#### Exercise task:
Please transcribe every one of the entries below exactly, line for line, and leave the pictures out of your copy.

#### Input material:
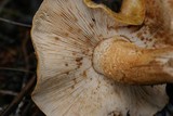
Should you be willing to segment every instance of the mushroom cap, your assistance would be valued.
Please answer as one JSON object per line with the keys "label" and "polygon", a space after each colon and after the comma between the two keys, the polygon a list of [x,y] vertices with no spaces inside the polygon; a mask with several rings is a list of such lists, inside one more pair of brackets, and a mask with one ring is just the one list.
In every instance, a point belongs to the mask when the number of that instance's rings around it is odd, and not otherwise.
{"label": "mushroom cap", "polygon": [[[146,0],[143,25],[122,26],[82,0],[44,0],[36,13],[31,38],[38,59],[34,102],[48,116],[152,116],[167,103],[165,86],[121,85],[93,68],[94,48],[116,35],[142,48],[170,40],[163,0]],[[159,27],[159,28],[158,28]],[[167,31],[167,35],[170,35]]]}

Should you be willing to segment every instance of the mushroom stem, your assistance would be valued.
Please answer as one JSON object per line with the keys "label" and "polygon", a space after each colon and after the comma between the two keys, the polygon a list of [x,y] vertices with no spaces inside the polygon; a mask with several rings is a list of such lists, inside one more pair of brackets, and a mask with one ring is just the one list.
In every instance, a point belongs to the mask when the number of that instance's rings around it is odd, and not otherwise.
{"label": "mushroom stem", "polygon": [[96,72],[128,85],[173,82],[173,47],[144,49],[122,39],[107,39],[95,48]]}
{"label": "mushroom stem", "polygon": [[93,0],[84,0],[84,3],[89,8],[101,8],[116,22],[120,22],[129,25],[141,25],[145,18],[146,1],[145,0],[123,0],[120,12],[116,13],[111,9],[108,9],[104,4],[96,4]]}

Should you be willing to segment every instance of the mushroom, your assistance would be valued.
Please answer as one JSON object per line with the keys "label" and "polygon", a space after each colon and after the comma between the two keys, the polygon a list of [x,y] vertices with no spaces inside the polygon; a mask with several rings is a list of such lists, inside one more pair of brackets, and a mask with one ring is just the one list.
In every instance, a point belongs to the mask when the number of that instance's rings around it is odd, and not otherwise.
{"label": "mushroom", "polygon": [[123,0],[115,12],[95,0],[44,0],[31,29],[35,103],[48,116],[152,116],[162,109],[164,83],[173,82],[171,2]]}

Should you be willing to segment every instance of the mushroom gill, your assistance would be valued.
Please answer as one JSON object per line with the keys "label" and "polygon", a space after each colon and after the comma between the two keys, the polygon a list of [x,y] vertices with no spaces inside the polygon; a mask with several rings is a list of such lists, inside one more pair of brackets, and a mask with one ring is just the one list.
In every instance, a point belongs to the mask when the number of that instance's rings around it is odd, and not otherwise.
{"label": "mushroom gill", "polygon": [[91,0],[43,0],[31,29],[32,100],[45,115],[152,116],[168,103],[158,83],[173,80],[170,0],[138,0],[147,5],[127,11],[129,1],[115,13]]}

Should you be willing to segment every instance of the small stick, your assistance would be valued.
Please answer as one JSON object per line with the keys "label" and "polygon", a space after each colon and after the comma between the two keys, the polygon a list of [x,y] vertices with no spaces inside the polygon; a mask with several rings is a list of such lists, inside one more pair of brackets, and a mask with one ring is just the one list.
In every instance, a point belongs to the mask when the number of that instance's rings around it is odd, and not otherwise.
{"label": "small stick", "polygon": [[16,92],[9,91],[9,90],[0,90],[0,94],[8,94],[8,95],[17,95]]}
{"label": "small stick", "polygon": [[25,95],[29,93],[32,87],[36,85],[36,77],[34,76],[29,82],[23,88],[19,94],[13,100],[13,102],[0,114],[0,116],[9,116],[18,105],[18,103],[23,100]]}

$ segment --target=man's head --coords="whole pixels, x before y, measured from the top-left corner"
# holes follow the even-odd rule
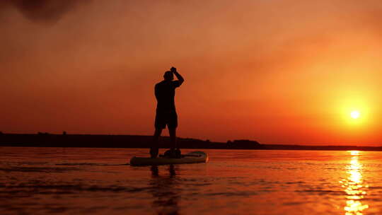
[[[166,81],[173,81],[174,79],[174,75],[172,71],[167,71],[163,75],[163,78]]]

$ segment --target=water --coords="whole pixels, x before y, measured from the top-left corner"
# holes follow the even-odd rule
[[[146,150],[0,147],[0,214],[382,214],[382,152],[203,151],[132,167]]]

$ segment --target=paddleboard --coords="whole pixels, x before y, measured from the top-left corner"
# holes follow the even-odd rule
[[[195,163],[208,162],[208,154],[203,151],[192,151],[183,155],[180,158],[170,158],[166,157],[158,157],[156,158],[136,157],[130,159],[131,165],[152,165],[166,164]]]

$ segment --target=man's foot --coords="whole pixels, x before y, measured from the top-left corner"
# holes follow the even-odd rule
[[[158,153],[159,153],[159,149],[151,147],[150,149],[150,155],[151,156],[151,158],[155,158],[158,156]]]

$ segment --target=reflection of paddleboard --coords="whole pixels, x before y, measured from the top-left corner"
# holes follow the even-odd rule
[[[180,164],[208,162],[208,154],[203,151],[192,151],[183,155],[180,158],[169,158],[158,157],[156,158],[132,157],[130,160],[131,165],[150,165],[165,164]]]

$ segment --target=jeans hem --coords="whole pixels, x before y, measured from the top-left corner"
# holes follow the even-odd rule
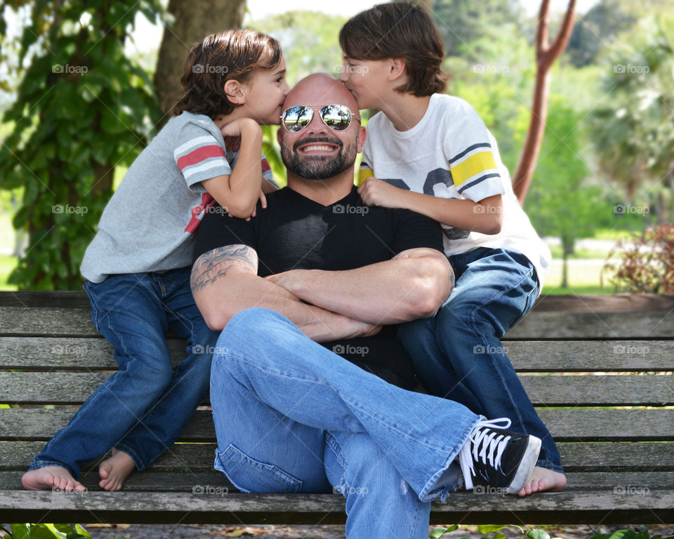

#### Result:
Should you be willing to segment every instance of the mushroom cap, your assistance would be valued.
Please answer as one JSON object per line with the keys "label" and "polygon", a space after each colon and after the comma between the two keys, the polygon a list of [x,y] vertices with no spaces inside the polygon; a mask with several rings is a list of such lists, inside one more pair of brackets, and a mask with one ring is just the one list.
In every instance, a point belongs to the mask when the number of that instance's rings around it is odd, and not otherwise.
{"label": "mushroom cap", "polygon": [[[146,0],[143,25],[122,26],[82,0],[44,0],[36,13],[31,38],[38,59],[34,102],[48,116],[152,116],[167,103],[165,86],[121,85],[93,68],[94,48],[116,35],[142,48],[170,40],[163,0]],[[159,27],[159,28],[158,28]],[[167,31],[167,35],[170,35]]]}

Should you be willing to segment every instance of the mushroom stem, your assistance would be valued.
Please answer as one JSON object per line with the keys "label" and "polygon", a space after each colon and after the comma between the two keys, the polygon a list of [x,y] vertices with no spaces inside the polygon; a mask with several rings is a list of such lists, inside one more pair of brackets, and a mask with one ring is just the one list.
In every instance, a point belongs to the mask when the number of that instance's rings around it is odd, and not otherwise.
{"label": "mushroom stem", "polygon": [[96,72],[128,85],[173,82],[173,47],[144,49],[122,39],[107,39],[95,48]]}
{"label": "mushroom stem", "polygon": [[93,0],[84,0],[84,3],[89,8],[101,8],[116,22],[120,22],[129,25],[141,25],[145,18],[146,1],[145,0],[123,0],[120,12],[116,13],[111,9],[108,9],[104,4],[96,4]]}

Should you be willing to segment every instance of the mushroom, your assistance would be valued.
Please answer as one JSON object per line with the keys "label" and "polygon", a space after each colon and after the comma between the two keys, the polygon a list of [x,y] vertices with no spaces inside the polygon; a mask with several rings is a list of such lists, inside one more pair of brackets, and a mask with one ring is just the one list.
In every instance, a point belongs to the mask when the number of that instance's rings around it is odd, and not otherwise.
{"label": "mushroom", "polygon": [[123,0],[115,12],[95,0],[44,0],[31,29],[35,103],[48,116],[152,116],[162,109],[164,83],[173,82],[171,2]]}

Should you be willing to segment every instance of the mushroom gill, your assistance would be valued.
Please answer as one JSON object per line with the keys "label" and "polygon", a space after each colon and after the comma between the two keys, the polygon a list of [x,y] vertices with no spaces inside the polygon; a mask with several rings is a list of such lists, inside one more pair of brackets, and a mask with one ring is just the one list.
In every instance, a point belongs to the mask when the number of that instance's rings around it is odd, and not otherwise.
{"label": "mushroom gill", "polygon": [[91,0],[43,0],[31,29],[32,100],[45,115],[152,116],[168,103],[158,83],[173,80],[170,0],[138,0],[147,5],[127,11],[129,1],[115,13]]}

Should you be willing to segment every instance of the small stick, your assistance would be valued.
Please answer as one JSON object per line with the keys "label" and "polygon", a space after each colon and after the comma between the two keys, the polygon a list of [x,y] vertices with no spaces inside the polygon; a mask with several rings is a list of such lists, inside one more pair of brackets, and a mask with one ring is just the one list.
In every instance, a point belongs to the mask when the number of that instance's rings around it is odd, and not otherwise.
{"label": "small stick", "polygon": [[16,92],[9,91],[9,90],[0,90],[0,94],[8,94],[8,95],[17,95]]}
{"label": "small stick", "polygon": [[25,95],[29,93],[32,87],[36,85],[36,77],[34,76],[29,82],[23,88],[19,94],[13,100],[13,102],[0,114],[0,116],[9,116],[18,105],[18,103],[23,100]]}

$ segment --target=man's head --coords="whole pixels, x before y, measured from the top-left corner"
# holes follow the even-odd rule
[[[166,81],[173,81],[174,79],[174,75],[172,71],[167,71],[163,75],[163,78]]]

$ segment --target=water --coords="whole pixels, x before y, measured from the top-left corner"
# holes follow the even-odd rule
[[[146,150],[0,147],[0,214],[382,214],[382,152],[203,151],[132,167]]]

$ segment --target=paddleboard --coords="whole pixels, x before y, measured from the top-left corner"
# holes follow the even-odd rule
[[[195,163],[208,162],[208,154],[203,151],[192,151],[183,155],[180,158],[170,158],[166,157],[158,157],[156,158],[136,157],[130,159],[131,165],[152,165],[166,164]]]

$ segment --target=man's foot --coords="whole pixels, x before y, measured from the top-left corner"
# holes follow the even-odd rule
[[[158,153],[159,153],[159,149],[151,147],[150,149],[150,155],[151,156],[151,158],[155,158],[158,156]]]

$ segment --target=reflection of paddleboard --coords="whole pixels, x before y, measured from the top-left corner"
# holes follow the even-odd rule
[[[180,164],[208,162],[208,154],[203,151],[192,151],[183,155],[180,158],[169,158],[158,157],[156,158],[132,157],[130,160],[131,165],[150,165],[165,164]]]

$ segment --target=jeans hem --coords="whole pixels, x before y, measured from the top-left corner"
# holes follow the even-odd rule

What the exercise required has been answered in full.